# Dora Report



## gwscheil (Aug 6, 2008)

Dora arrived today.  Made two runs before rain called a halt.  Her dual oscillating cylinder drive has a 2:1 gear ratio - necessary because she can move!  Boiler capacity is stated at 65 ml - I measured between 65 and 70 ml.  Instructions recommend removing 20 ml for head space - I pulled 15 ml.  Boiler still had about 20 ml at end of run.  One interesting addition to the usual assortment of accessories were a pair of medium weight gloves as well as another Accucraft fuel adapter.  Also a  very tiny Allen wrench, so something something uses it.  Weight was about 1930 grams fully fueled.
 
Run number 1 was a little over 4 minutes - everything cold.  Flame was hard to keep lit and low - several flameouts.  With no gauge (a capped fitting does exist to add one), I did not wait for the safety to blow but rather cracked the steam valve about 1/4 turn immediately after ignition.  As steam hit the cylinders she had a minor eruption from the stack (stand well clear) then started moving out after a brief pause.  In trying to adjust the speed down during the run I discovered why they added the gloves - the steam valve is all metal and gets very hot!

◆ **Extracted information**
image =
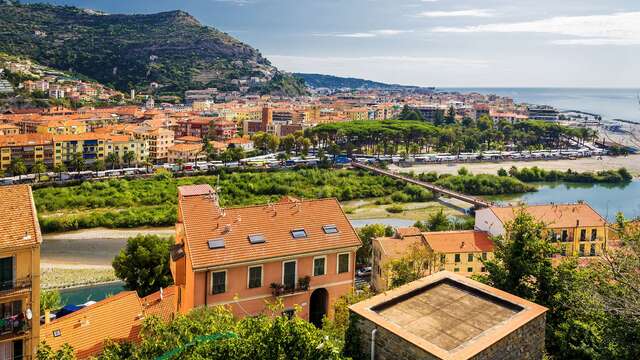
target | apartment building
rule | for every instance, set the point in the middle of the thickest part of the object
(31, 148)
(460, 251)
(20, 241)
(117, 318)
(577, 229)
(302, 252)
(186, 153)
(159, 141)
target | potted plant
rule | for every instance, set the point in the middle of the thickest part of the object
(277, 289)
(303, 283)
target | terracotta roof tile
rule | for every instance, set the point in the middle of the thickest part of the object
(204, 221)
(459, 241)
(555, 216)
(19, 221)
(117, 318)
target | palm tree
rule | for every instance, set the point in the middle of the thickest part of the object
(113, 159)
(38, 168)
(128, 157)
(17, 167)
(59, 168)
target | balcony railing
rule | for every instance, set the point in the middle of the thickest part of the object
(281, 289)
(14, 285)
(14, 325)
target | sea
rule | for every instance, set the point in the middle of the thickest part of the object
(609, 103)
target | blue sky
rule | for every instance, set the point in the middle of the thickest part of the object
(489, 43)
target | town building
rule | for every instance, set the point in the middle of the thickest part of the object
(448, 316)
(159, 141)
(458, 251)
(186, 153)
(577, 229)
(117, 318)
(302, 251)
(30, 148)
(20, 241)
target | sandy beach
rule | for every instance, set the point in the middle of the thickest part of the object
(631, 162)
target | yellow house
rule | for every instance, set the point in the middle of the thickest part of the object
(20, 241)
(456, 251)
(61, 127)
(459, 251)
(576, 229)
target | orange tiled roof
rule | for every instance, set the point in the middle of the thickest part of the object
(394, 248)
(186, 147)
(203, 220)
(19, 221)
(25, 139)
(117, 318)
(458, 241)
(165, 306)
(555, 216)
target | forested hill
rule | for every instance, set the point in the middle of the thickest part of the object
(337, 82)
(171, 49)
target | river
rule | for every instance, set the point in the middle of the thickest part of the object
(99, 246)
(606, 199)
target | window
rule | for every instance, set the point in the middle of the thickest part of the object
(6, 273)
(330, 229)
(257, 239)
(255, 277)
(218, 282)
(319, 265)
(343, 263)
(298, 233)
(289, 274)
(216, 244)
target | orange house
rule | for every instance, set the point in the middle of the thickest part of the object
(300, 251)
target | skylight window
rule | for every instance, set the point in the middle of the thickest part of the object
(298, 233)
(216, 244)
(330, 229)
(257, 239)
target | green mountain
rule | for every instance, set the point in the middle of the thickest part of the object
(169, 52)
(336, 82)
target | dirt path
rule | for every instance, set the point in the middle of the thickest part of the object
(631, 162)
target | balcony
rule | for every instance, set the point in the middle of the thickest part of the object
(278, 289)
(10, 287)
(15, 325)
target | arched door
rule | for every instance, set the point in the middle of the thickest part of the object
(318, 306)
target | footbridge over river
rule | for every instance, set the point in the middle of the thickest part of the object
(476, 202)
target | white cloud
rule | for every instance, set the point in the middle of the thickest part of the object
(613, 29)
(458, 13)
(367, 34)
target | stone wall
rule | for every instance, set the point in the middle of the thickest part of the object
(527, 342)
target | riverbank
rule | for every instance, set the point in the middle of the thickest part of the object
(630, 162)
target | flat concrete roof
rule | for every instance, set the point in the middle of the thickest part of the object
(447, 315)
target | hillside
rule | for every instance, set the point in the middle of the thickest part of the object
(336, 82)
(168, 52)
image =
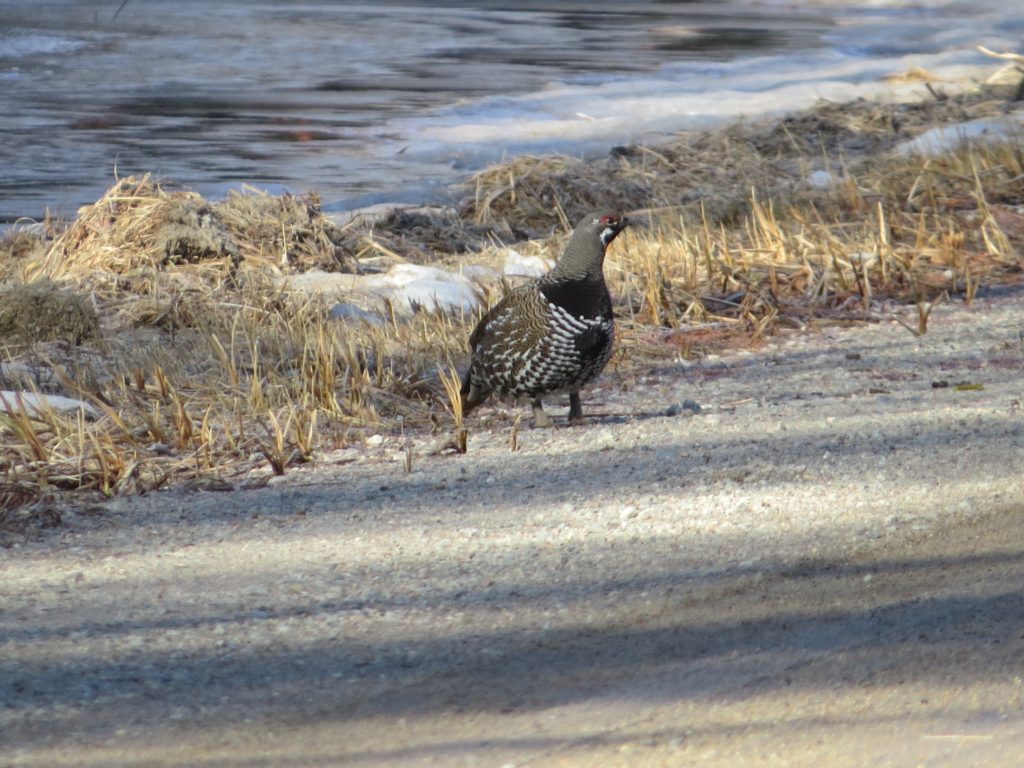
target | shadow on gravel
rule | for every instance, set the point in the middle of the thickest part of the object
(960, 599)
(906, 624)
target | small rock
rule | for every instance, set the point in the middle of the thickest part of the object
(686, 406)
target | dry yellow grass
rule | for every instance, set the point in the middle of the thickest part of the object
(204, 370)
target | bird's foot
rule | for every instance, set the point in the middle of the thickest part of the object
(541, 419)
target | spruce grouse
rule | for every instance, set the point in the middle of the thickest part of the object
(551, 336)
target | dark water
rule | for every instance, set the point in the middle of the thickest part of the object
(393, 100)
(304, 95)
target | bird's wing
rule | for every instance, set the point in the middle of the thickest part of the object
(511, 312)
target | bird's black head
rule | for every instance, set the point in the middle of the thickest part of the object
(608, 226)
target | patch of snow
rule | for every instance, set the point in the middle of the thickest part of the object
(821, 180)
(35, 404)
(517, 265)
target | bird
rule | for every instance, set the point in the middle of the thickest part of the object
(550, 336)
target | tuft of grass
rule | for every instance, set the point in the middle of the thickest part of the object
(207, 369)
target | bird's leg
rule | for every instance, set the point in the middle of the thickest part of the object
(541, 419)
(576, 408)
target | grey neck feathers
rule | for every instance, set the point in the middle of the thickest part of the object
(582, 260)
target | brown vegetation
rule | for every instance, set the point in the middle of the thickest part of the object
(206, 369)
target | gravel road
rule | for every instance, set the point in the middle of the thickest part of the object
(822, 565)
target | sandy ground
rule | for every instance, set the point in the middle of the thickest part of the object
(824, 565)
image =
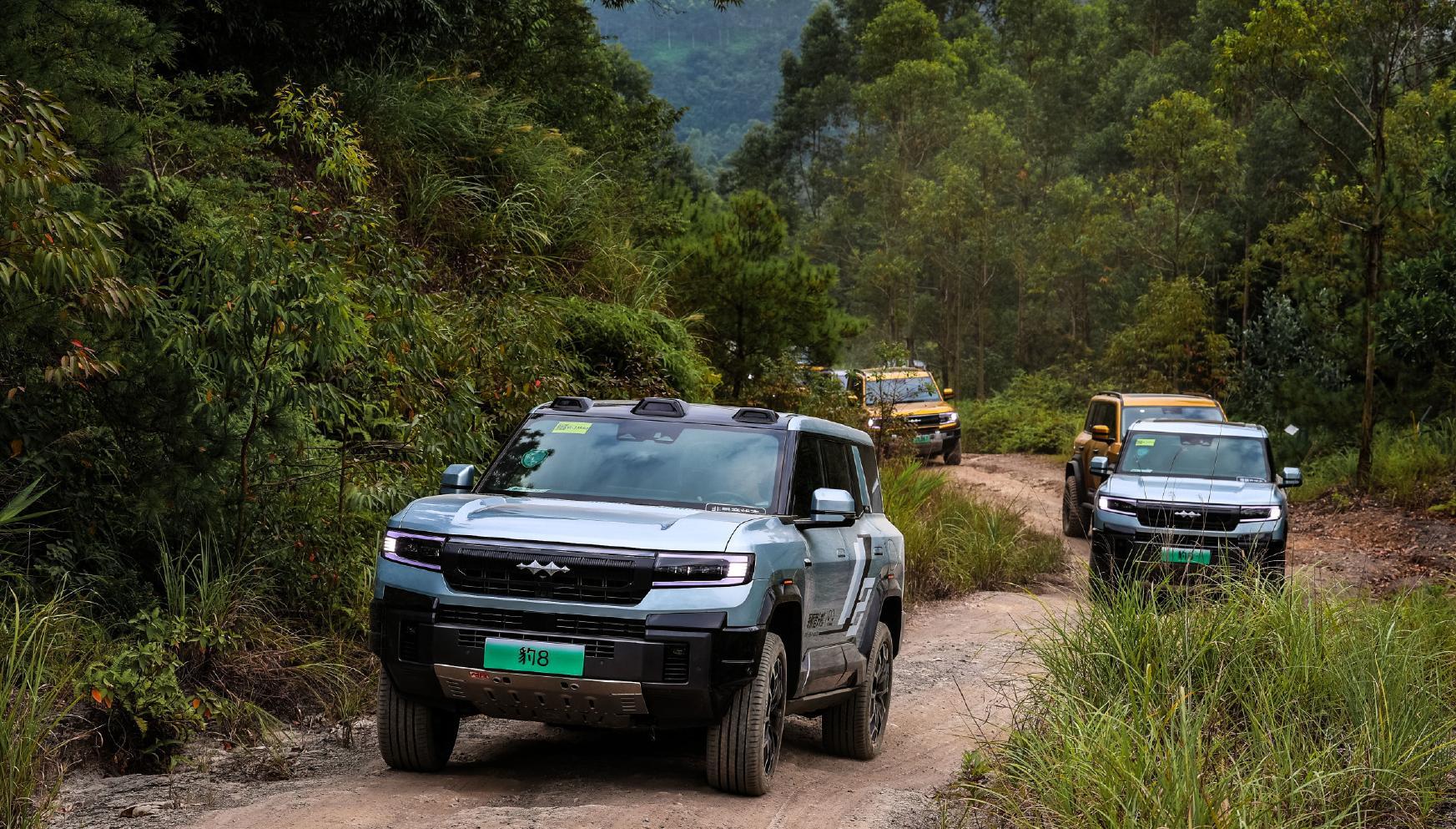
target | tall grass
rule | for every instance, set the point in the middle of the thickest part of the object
(1262, 709)
(955, 543)
(34, 698)
(1411, 467)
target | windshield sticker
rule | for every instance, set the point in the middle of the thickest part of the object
(734, 508)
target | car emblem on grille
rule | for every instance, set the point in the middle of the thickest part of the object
(547, 570)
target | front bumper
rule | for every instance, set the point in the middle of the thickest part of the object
(1133, 549)
(668, 670)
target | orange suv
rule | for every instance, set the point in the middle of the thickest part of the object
(1110, 416)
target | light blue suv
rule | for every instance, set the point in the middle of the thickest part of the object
(1187, 497)
(647, 564)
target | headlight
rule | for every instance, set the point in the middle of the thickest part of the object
(1120, 506)
(1260, 513)
(702, 570)
(416, 549)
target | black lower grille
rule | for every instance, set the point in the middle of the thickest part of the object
(596, 649)
(674, 663)
(500, 619)
(1188, 518)
(567, 576)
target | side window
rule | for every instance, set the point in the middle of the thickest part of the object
(809, 475)
(871, 467)
(839, 468)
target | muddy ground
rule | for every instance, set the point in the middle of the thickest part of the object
(955, 680)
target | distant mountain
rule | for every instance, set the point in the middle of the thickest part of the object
(723, 66)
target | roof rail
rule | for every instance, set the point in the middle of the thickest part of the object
(754, 414)
(660, 407)
(565, 404)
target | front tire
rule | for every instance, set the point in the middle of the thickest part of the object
(1072, 522)
(856, 727)
(743, 748)
(412, 736)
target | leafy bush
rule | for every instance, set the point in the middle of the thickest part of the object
(1035, 412)
(955, 543)
(1411, 468)
(1260, 709)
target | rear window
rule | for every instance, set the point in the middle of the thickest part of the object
(1133, 414)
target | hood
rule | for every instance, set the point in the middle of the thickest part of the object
(1192, 490)
(558, 520)
(924, 407)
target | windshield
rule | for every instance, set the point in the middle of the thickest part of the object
(902, 391)
(1196, 457)
(1133, 414)
(642, 463)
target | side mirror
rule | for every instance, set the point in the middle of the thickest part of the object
(457, 478)
(830, 508)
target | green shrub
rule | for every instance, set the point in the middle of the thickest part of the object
(1035, 412)
(955, 543)
(1411, 468)
(1262, 709)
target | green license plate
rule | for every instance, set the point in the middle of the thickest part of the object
(1186, 555)
(535, 657)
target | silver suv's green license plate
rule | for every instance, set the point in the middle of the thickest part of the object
(535, 657)
(1187, 555)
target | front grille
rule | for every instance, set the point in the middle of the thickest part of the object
(674, 663)
(498, 619)
(490, 570)
(596, 649)
(1187, 516)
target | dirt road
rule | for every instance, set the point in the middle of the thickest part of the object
(954, 682)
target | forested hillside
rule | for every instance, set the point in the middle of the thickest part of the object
(1245, 199)
(721, 64)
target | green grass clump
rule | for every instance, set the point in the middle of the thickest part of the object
(1411, 468)
(955, 543)
(1262, 709)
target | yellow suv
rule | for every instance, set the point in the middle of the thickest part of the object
(912, 401)
(1110, 416)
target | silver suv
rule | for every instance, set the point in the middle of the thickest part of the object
(1190, 496)
(647, 564)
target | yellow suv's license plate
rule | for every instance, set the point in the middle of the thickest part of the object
(1187, 555)
(535, 657)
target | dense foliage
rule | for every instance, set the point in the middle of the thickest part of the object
(1242, 197)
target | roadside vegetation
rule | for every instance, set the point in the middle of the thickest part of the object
(955, 543)
(1256, 709)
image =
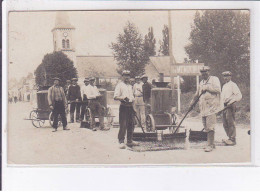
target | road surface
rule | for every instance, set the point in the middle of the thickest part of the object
(34, 146)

◆ **What this task involves**
According to the Dora report, what gear ratio does Dora's dual oscillating cylinder drive have? The entries are separate material from the Dora report and have no connection to it.

◆ **Solved exercise**
It has a 2:1 gear ratio.